* **Extract to read**:
2
votes

I have two logical vectors and I want to measure how close (similar) the TRUE values are. So for example if we have these two vectors:

df<- data.frame(c(T,F,F,F,T,T,F,T),c(F,T,F,T,F,T,F,T))

And I tried this:

sum((df[1]&df[2])==T)
[1] 2

But the problem is that I only have the number of TRUE that are at the same place, but I'd like to know how close they are and compare different vectors with this method. I know for numerical vectors there are ways to do that (euclidian distance for example) but I didn't find any equivalent for logical vectors.

EDIT: It is important that the position of the values changes the similarity between the two vectors, for example in this dataframe:

  [,1] [,2] [,3] [,4]
a    1    0    0    0
b    0    1    0    0
c    0    0    0    1

The similarity between vector a and b should be greater than between b and c

1
Maybe try: sum(abs(df[1] - df[2])) or sqrt(sum((df[1] - df[2])^2))GKi
You only have two values, T and F. Measuring how close the T values are is the same as measuring how close the F values are. Think of them as numbers, 1's and 0's. You can measure the distance between two vector using the norm of their difference. That could be an L1 norm (count how many values are different), or L2 norm (Euclidean distance), or any other norm function that fits your needs.Aziz
Sound more like a stats question. Voted to move to stats.stackexchange.com. See e.g. How to get correlation between two categorical variableHenrik
or sum(df[1] != df[2])GKi

1 Answers

2
votes

ade4 package has a convenient function dist.binary() to calculate various distances/indices for binary data (think of the TRUE/FALSE as of 1/0). You might want to look up details about simple matching coefficient or jaccard index, here is a paper dealing with similarity measures on categorical data.

For instance similarity using Simple matching coefficient:

names(df) <- c("a", "b")
df <- t(as.matrix(sapply(df, as.numeric)))

ade4::dist.binary(df, method = 2L)
          a
b 0.7071068

* **Data excerpt**:
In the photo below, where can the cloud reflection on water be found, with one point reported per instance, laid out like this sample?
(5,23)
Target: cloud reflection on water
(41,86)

* **What this task involves**:
Can you repeat, word for word, the passage of the logical-vector similarity thread above that falls between "df<- data.frame(c(T,F,F,F,T,T,F,T),c(F,T,F,T,F,T,F,T))" and "for logical vectors.", inclusive?

* **Answer to this exercise**:
df<- data.frame(c(T,F,F,F,T,T,F,T),c(F,T,F,T,F,T,F,T))

And I tried this:

sum((df[1]&df[2])==T)
[1] 2

But the problem is that I only have the number of TRUE that are at the same place, but I'd like to know how close they are and compare different vectors with this method. I know for numerical vectors there are ways to do that (euclidian distance for example) but I didn't find any equivalent for logical vectors.